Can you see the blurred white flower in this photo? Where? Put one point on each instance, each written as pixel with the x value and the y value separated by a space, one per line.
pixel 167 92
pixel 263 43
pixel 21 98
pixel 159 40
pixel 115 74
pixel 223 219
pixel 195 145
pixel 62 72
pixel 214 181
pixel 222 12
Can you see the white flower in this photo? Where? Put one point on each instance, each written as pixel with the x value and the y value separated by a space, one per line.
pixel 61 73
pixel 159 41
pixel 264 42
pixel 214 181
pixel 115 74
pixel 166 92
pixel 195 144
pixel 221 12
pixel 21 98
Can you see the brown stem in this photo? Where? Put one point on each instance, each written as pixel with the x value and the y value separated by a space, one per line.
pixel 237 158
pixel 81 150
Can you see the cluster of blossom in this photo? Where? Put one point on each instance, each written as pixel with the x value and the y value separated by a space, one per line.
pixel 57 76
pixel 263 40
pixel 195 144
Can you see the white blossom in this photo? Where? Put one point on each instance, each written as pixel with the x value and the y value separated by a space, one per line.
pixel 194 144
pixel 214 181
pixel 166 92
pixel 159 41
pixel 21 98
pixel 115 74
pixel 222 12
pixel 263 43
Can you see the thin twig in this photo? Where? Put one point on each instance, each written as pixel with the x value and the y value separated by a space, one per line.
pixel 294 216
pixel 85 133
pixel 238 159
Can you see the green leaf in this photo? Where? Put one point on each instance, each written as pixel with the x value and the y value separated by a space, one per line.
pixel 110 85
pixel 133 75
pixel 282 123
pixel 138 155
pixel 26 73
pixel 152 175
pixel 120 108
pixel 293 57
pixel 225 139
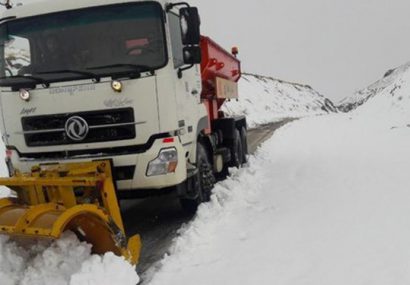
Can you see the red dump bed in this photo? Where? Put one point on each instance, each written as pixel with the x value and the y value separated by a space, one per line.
pixel 217 62
pixel 220 70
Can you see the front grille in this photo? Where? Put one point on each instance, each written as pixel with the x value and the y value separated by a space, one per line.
pixel 107 125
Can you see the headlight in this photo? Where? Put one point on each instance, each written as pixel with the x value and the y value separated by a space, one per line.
pixel 166 162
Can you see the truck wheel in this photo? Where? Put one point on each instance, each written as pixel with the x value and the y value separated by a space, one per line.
pixel 206 181
pixel 237 150
pixel 244 141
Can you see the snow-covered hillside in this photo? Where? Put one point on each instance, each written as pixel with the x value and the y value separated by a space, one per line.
pixel 360 97
pixel 325 201
pixel 264 100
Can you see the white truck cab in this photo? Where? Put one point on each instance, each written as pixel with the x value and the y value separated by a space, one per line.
pixel 99 79
pixel 132 82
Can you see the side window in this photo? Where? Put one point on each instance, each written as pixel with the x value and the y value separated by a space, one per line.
pixel 176 38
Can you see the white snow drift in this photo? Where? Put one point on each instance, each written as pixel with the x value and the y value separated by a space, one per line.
pixel 65 262
pixel 265 100
pixel 325 201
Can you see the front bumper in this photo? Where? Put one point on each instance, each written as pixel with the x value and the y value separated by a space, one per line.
pixel 137 163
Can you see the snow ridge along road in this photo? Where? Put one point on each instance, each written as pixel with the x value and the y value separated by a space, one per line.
pixel 324 201
pixel 159 219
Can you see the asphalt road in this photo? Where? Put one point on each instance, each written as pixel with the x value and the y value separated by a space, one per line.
pixel 158 219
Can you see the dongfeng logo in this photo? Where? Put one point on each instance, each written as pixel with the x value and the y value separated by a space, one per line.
pixel 76 128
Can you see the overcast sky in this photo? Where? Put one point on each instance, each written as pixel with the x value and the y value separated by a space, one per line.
pixel 337 46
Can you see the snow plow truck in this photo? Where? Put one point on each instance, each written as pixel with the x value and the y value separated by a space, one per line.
pixel 102 100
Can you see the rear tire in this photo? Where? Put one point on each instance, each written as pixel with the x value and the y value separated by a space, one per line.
pixel 237 150
pixel 206 181
pixel 244 141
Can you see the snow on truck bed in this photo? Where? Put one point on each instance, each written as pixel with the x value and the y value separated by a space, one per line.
pixel 325 201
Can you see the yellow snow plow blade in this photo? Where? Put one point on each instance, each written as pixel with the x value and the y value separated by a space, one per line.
pixel 77 197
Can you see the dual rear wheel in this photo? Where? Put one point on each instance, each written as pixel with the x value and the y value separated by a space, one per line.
pixel 204 180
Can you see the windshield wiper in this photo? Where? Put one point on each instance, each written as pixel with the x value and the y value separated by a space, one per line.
pixel 38 80
pixel 139 68
pixel 80 72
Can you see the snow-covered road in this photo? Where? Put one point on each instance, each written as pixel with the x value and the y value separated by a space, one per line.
pixel 325 201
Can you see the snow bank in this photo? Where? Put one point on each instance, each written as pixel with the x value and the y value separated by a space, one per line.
pixel 265 100
pixel 65 262
pixel 325 201
pixel 362 96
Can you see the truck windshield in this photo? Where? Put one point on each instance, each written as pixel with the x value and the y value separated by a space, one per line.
pixel 98 41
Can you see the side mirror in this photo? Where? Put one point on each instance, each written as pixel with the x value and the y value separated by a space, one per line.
pixel 192 55
pixel 190 23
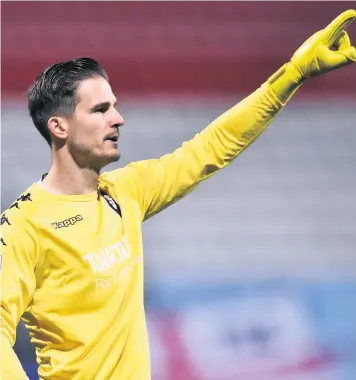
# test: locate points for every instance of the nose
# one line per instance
(118, 120)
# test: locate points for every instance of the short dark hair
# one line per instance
(55, 90)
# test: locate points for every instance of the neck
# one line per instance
(67, 177)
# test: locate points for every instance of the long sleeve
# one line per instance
(161, 182)
(18, 253)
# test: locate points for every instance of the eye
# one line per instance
(101, 110)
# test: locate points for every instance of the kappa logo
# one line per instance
(111, 202)
(67, 222)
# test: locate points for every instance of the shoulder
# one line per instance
(19, 219)
(126, 176)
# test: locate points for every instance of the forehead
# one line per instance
(94, 91)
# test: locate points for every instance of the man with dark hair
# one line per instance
(72, 242)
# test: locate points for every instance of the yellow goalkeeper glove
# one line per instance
(326, 50)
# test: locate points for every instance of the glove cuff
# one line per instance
(285, 82)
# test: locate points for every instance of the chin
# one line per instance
(115, 156)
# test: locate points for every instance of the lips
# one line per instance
(113, 138)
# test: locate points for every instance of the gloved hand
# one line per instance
(327, 49)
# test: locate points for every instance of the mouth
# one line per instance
(114, 139)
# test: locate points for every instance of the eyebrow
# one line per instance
(103, 105)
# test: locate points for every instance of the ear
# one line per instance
(58, 127)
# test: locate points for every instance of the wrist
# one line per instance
(286, 81)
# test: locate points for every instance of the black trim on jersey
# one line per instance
(110, 201)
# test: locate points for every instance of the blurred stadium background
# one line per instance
(252, 276)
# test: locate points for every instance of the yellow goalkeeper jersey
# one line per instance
(72, 265)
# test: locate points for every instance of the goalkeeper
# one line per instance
(71, 244)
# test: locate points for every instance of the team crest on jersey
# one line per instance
(67, 222)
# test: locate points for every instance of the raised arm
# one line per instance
(163, 181)
(18, 256)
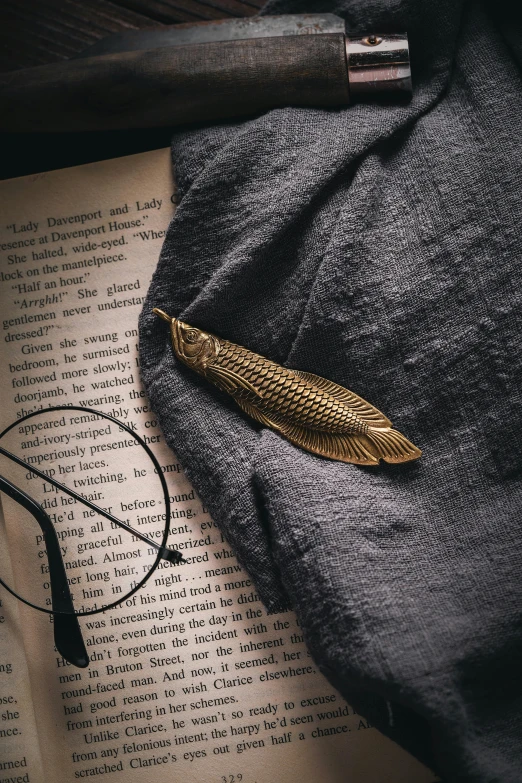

▬▬▬▬▬▬

- Exercise objective
Quote the material word for word, dropping any images it holds.

- Answer to this task
Can you see the blurred white flower in this photo? Where? Put one point on each instance, each written as pixel with the x value and the y value separated by a space, one per line.
pixel 167 92
pixel 263 43
pixel 21 98
pixel 159 40
pixel 115 74
pixel 223 219
pixel 195 145
pixel 62 72
pixel 214 181
pixel 222 12
Can you see the white flower in this photo? Where? Put one point on each instance, each written as pixel with the x value and the y value separated by a space, one per line.
pixel 61 73
pixel 159 41
pixel 264 42
pixel 214 181
pixel 115 74
pixel 166 92
pixel 195 144
pixel 221 12
pixel 21 98
Can you see the brown stem in this photo? Where? Put one point on each instance, each written as pixel with the x value and the y value separated by a space, one per line.
pixel 237 158
pixel 81 150
Can you see the cluster of blossom in this photo? Where? Put one point on each instance, each written as pixel with the x value and the y value separated by a space, one per line.
pixel 57 76
pixel 263 40
pixel 195 144
Can you see the white blossom in this photo? Where? Put one point on each instance, each written as pixel with the x value and the y value separated by a space, one per line.
pixel 194 144
pixel 214 181
pixel 166 92
pixel 159 41
pixel 21 98
pixel 115 74
pixel 222 12
pixel 263 43
Can you see the thin twig in this photo? Where? Put one point on each instance, each written as pixel with the x value and the y value separated by a space, one per line.
pixel 294 216
pixel 85 133
pixel 238 159
Can you see the green leaf in this photo? Where? Put one point on each instance, each written as pixel with the x value and the y value separated by a space, one per line.
pixel 110 85
pixel 133 75
pixel 282 123
pixel 138 155
pixel 26 73
pixel 152 175
pixel 120 108
pixel 293 57
pixel 225 139
Can you see the red dump bed in this photo? Where? Put one point on each instance, each written as pixel with the x value and the y value separated by a space, one per line.
pixel 217 62
pixel 220 70
Can you see the front grille in this photo? Where? Put one point on each instance, each written as pixel with the x value and the y value separated by a space, one per line.
pixel 107 125
Can you see the headlight in this photo? Where? Put one point on each instance, each written as pixel with the x value and the y value separated by a space, one per line.
pixel 166 162
Can you see the truck wheel in this photo? Where? Put one point on each instance, each written as pixel with the x value and the y value separated by a space, one per line.
pixel 206 181
pixel 237 150
pixel 244 141
Can you see the snow-covered hillside in this photo? Where? Put one point on each instance, each written as pixel with the x value and the y value separated by a space, one per line.
pixel 360 97
pixel 325 201
pixel 264 100
Can you see the white truck cab in this photo? Where? Put one point on each instance, each written as pixel with the x value and the y value separated by a space, one per line.
pixel 99 79
pixel 132 82
Can you see the side window in this photo? Where? Put one point on each instance, each written as pixel with the x value and the y value separated by a space, one per line.
pixel 176 38
Can you see the white snow drift in this photo? Where? Put one point on each instance, each written as pixel with the x value and the y value separated by a space, one per line.
pixel 65 262
pixel 265 100
pixel 325 201
Can you see the front bumper in this photo? Where? Put one point on each instance, each written as pixel with the x value and the y value separated by a space, one per line.
pixel 137 163
Can you see the snow ridge along road in this photo? Where? Put one point on each instance, each written as pixel with the x value and the y value separated by a space, one per line.
pixel 324 201
pixel 159 219
Can you see the asphalt road in this photo? Where? Put one point on each instance, each written as pixel with the x value and the y value separated by a space, one per line.
pixel 158 219
Can you see the dongfeng logo in this photo? Where? Put one point on each instance, each written as pixel with the x value and the y value separated by a space, one per line.
pixel 76 128
Can you see the overcast sky in this photo? Where? Put one point on each instance, each written as pixel with the x value and the y value separated by a space, one per line.
pixel 337 46
Can you see the snow plow truck in this photo? Where? Put one point on each instance, each written as pixel with the x value and the y value separated by a space, one per line.
pixel 102 100
Can you see the rear tire in this photo? Where? Put one point on each instance, each written as pixel with the x value and the y value separated by a space, one per line.
pixel 237 150
pixel 206 181
pixel 244 141
Can you see the snow on truck bed in this photo? Where? Put one point on each instance, each written as pixel with the x value and the y value separated by a space, one per line.
pixel 325 201
Can you see the yellow snow plow blade in this photo? Where? Put one point on each instance, each written as pixel with the x value and the y value separated by a space, one per line.
pixel 77 197
Can you see the dual rear wheel in this photo? Where? Put one point on each instance, each written as pixel with the x value and the y value separated by a space, one per line.
pixel 204 180
Can you see the windshield wiper in this photo? Where? Put one point on each instance, each written as pixel with the x value and the y value separated by a space, one per line.
pixel 38 80
pixel 139 68
pixel 80 72
Can you see the snow-covered road in this photo? Where? Put one point on each instance, each written as pixel with the x value and the y value separated by a space, one per line.
pixel 325 201
Can you see the snow bank in this photo? Where? Put one point on each instance, each written as pixel with the x value and the y value separated by a space, one per line.
pixel 265 100
pixel 65 262
pixel 325 201
pixel 362 96
Can you see the truck windshield in this photo? Where? Put one point on each instance, each written as pixel with the x value and the y value separated by a space, one per line.
pixel 98 41
Can you see the side mirror in this photo? Where? Put one point on each instance, each written as pixel with the x value and the y value separated by a space, one per line.
pixel 192 55
pixel 190 23
# test: locate points for every instance of the nose
# one line per instance
(118, 120)
# test: locate points for every instance of the short dark hair
# one line per instance
(55, 90)
# test: locate points for every instance of the neck
# one line per instance
(67, 177)
# test: locate points for every instance of the long sleeve
# one line per instance
(161, 182)
(18, 253)
# test: locate points for every instance of the eye
# one line per instance
(101, 110)
# test: locate points for every instance of the kappa logo
# one line per instance
(111, 202)
(67, 222)
# test: locate points for every instance of the shoulder
# one line per instance
(19, 219)
(126, 176)
# test: locate points for every instance of the forehead
# one line per instance
(94, 91)
# test: locate points for every instance of the man with dark hair
# one line per instance
(72, 242)
# test: locate points for every instance of the yellow goalkeeper glove
# one line per instance
(326, 50)
# test: locate points for every instance of the glove cuff
# one line per instance
(285, 82)
# test: locate points for every instance of the chin
# one line per instance
(115, 156)
# test: locate points for every instance of the lips
# one line per instance
(113, 138)
# test: locate points for every instance of the gloved hand
# one line per instance
(327, 49)
# test: locate points for every instance of the mouth
# one line per instance
(114, 139)
# test: locate points for every instance of the eyebrow
# one line per instance
(103, 105)
# test: locate points for every instance of the ear
# one line per instance
(58, 127)
# test: locate points for every instance of the wrist
# one line per instance
(286, 81)
# test: locate points for every instance of the black trim on jersey
# one line per instance
(110, 201)
# test: locate points for every instance of the blurred stadium background
# one line per instance
(252, 276)
# test: locate points for every instance of the yellow goalkeeper jersey
# one line per instance
(72, 265)
# test: locate points for every instance of the goalkeeper
# one line per instance
(71, 244)
# test: locate points for every instance of the team crest on jersey
# one line per instance
(67, 222)
# test: locate points for every instance of the raised arm
# one line per instance
(163, 181)
(18, 256)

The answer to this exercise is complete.